* Tarefas propostas:
a) Liste os títulos de capítulos e de aulas que o trecho sobre a concepção de cultura de White cita entre aspas.
b) Escreva a continuação do trecho sobre a concepção de cultura de White a partir da última frase apresentada.

* Trecho fornecido:
A cultura, na compreensão de White, se modifica com o tempo e, embora o autor aceite a existência de uma relação intima entre cultura e habitat, deve-se considerar que variações podem ocorrer dentro de um mesmo espaço, em decorrência dos fenômenos de difusão ou isolamento.

A esta altura, White se propõe a conceituar cultura, ressaltando a natureza polissêmica do termo e relembrando as sucessivas tentativas de definição que ocuparam espaço na produção acadêmica. Dessas diversas tentativas resultaram conceitos, todos contestáveis, segundo White, que propõem considerar cultura como idéia ou como abstração. Frente à fragilidade das diversas conceituações de cultura, White retoma, nos dois capítulos seguintes, intitulados “Outras concepções de cultura” e “Culturologia”, a defesa do conceito de simbologização.

Na sexta aula, “A cultura como sistema”, o autor se ocupa em marcar a diferença entre a interpretação psicológica e a culturológica como estratégias de estudos da espécie humana. Dedicadas a um objeto comum, essas interpretações, e as ciências que delas resultam, estão assentadas sobre problemáticas bastante específicas com áreas de atuação bem delimitadas.

Retomando a idéia, já propagada no campo da sociologia, de sociedade como sistema, White propõe o conceito de sistema cultural. Sistema é aqui definido como “uma organização de fenômenos tão inter-relacionados que a relação de uma parte com outra é determinada com o todo” (p. 81) e a perspectiva sistêmica é, para o autor, fundamental à retomada do debate sobre evolução.

No sentido contrário aos teóricos da cultura que enunciam o repudio ou rejeição à teoria evolucionista, White defende que “a teoria da evolução cultural tem sido uma das questões mais importantes na antropologia não biológica desde Darwin” (p. 86). No seu entendimento, tendo a ciência ocupado o lugar da teologia, precisou cumprir com a mesma função que aquela, ou seja, propor explicações para a origem e evolução do homem e da cultura, exigência da qual não pode escapar. Na defesa incisiva da teoria evolucionista, o autor apresenta, desqualifica e procura desconstruir os argumentos freqüentemente utilizados para destratá-la como instrumento válido de análise e conclui que os que se opõem à teoria evolucionista certamente não a conhecem. White destaca, entretanto, a impropriedade de se falar em evolução de parte de um sistema e salienta os cuidados que devem ser tomados no tratamento de temas como difusão de cultura e contato cultural.

* Dados fornecidos:

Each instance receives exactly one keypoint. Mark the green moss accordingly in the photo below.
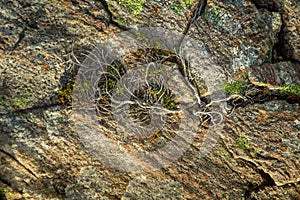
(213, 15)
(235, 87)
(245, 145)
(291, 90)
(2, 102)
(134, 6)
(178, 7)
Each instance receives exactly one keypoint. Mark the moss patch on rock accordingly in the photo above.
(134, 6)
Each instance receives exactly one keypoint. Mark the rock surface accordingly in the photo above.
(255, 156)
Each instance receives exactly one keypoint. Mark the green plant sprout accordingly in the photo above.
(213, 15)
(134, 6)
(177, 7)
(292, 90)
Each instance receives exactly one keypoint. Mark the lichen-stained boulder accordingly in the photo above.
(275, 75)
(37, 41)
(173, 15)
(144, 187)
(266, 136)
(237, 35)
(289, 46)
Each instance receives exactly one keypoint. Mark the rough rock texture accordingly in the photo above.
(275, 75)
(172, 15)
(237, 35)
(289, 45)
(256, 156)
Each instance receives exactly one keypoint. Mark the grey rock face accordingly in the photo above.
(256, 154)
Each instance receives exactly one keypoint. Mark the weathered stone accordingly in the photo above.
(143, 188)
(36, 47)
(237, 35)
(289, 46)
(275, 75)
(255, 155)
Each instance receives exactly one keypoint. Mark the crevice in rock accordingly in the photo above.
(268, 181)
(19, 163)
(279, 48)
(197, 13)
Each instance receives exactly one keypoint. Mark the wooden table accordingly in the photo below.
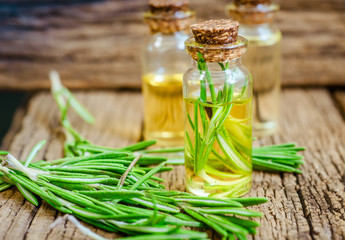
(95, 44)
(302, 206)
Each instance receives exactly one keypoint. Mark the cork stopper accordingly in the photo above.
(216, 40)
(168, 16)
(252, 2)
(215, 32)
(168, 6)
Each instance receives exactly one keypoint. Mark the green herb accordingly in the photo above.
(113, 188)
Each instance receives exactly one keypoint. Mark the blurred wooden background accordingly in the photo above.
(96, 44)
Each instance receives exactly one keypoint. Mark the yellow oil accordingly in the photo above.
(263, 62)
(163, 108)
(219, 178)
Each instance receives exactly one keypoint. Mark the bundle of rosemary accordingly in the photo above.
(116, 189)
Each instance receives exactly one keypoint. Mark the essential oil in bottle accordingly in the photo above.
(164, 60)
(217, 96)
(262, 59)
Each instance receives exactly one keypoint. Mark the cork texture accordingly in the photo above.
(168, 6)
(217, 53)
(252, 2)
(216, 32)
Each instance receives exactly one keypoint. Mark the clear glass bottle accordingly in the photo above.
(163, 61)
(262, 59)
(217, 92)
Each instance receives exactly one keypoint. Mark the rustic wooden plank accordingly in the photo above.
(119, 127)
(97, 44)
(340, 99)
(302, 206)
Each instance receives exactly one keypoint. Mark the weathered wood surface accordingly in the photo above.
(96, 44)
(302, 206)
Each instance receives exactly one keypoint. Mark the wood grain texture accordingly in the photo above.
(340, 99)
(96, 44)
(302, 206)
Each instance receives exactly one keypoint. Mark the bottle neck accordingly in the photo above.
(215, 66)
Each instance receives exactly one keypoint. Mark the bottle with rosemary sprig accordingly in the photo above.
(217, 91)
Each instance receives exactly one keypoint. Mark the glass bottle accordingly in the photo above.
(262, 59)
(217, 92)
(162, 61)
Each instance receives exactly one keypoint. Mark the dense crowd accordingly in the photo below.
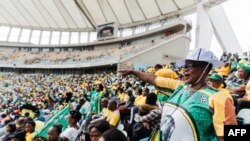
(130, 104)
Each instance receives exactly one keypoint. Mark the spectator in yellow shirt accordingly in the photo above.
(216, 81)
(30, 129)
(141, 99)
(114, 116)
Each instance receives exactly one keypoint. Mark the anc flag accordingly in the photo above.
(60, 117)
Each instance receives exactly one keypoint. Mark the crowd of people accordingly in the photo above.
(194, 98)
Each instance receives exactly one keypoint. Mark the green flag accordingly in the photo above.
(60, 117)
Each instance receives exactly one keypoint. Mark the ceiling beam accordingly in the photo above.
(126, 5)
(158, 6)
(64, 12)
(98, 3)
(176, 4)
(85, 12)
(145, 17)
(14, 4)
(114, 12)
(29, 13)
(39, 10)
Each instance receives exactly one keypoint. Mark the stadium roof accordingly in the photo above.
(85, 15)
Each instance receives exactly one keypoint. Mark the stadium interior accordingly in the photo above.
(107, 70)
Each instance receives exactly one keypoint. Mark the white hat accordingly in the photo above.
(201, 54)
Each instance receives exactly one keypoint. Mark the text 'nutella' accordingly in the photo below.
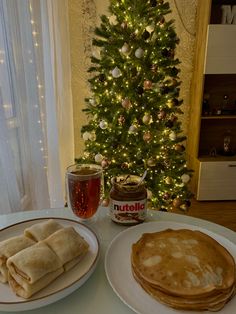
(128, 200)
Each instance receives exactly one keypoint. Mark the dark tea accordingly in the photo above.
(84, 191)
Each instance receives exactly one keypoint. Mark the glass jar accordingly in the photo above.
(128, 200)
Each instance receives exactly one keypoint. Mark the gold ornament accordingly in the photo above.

* Resultados:
a)
- "Outras concepções de cultura"
- "Culturologia"
- "A cultura como sistema"

b)
Para traçar um panorama do desenvolvimento das sociedades humanas, pensado a partir do conceito de processo evolutivo, por ele francamente defendido, na ultima parte do livro, intitulada “Como a cultura evoluiu”, White lança mão de leis da termodinâmica e do conceito de energia. Essas seriam, na acepção do autor, as teorias mais inteligíveis e adequadas à compreensão sobre o desenvolvimento das sociedades humanas. Entretanto, tendo sido elaboradas por físicos e químicos, com pequena participação dos antropólogos, enfrentam a relutância dos cientistas sociais.

Embora o sugestivo título do livro aponte para a perspectiva de se encontrar uma resposta concreta, um modelo pronto de abordagem sobre cultura, seu mérito consiste exatamente em provocar novas reflexões. Ao abordar o percurso da ciência na construção do conceito de cultura, ao retomar o debate sobre princípios teóricos aparentemente consolidados ou superados, ao apresentar novas proposições e buscar demonstrar suas convicções, o autor traz uma contribuição decisiva para o debate e abre novas possibilidade de tratamento para noções correntes nos meios acadêmicos. Suas aulas amealhadas em um único conjunto, publicado como livro, abrem a possibilidade de se repensar e recriar antigas noções e a elas acrescentar novas, como os conceitos de simbologização e sistema cultural. Sua leitura faz-se, portanto, obrigatória para todos aqueles que pretendem enveredar pelos estudos culturais, tarefa bastante complexa, mas extremamente profícua.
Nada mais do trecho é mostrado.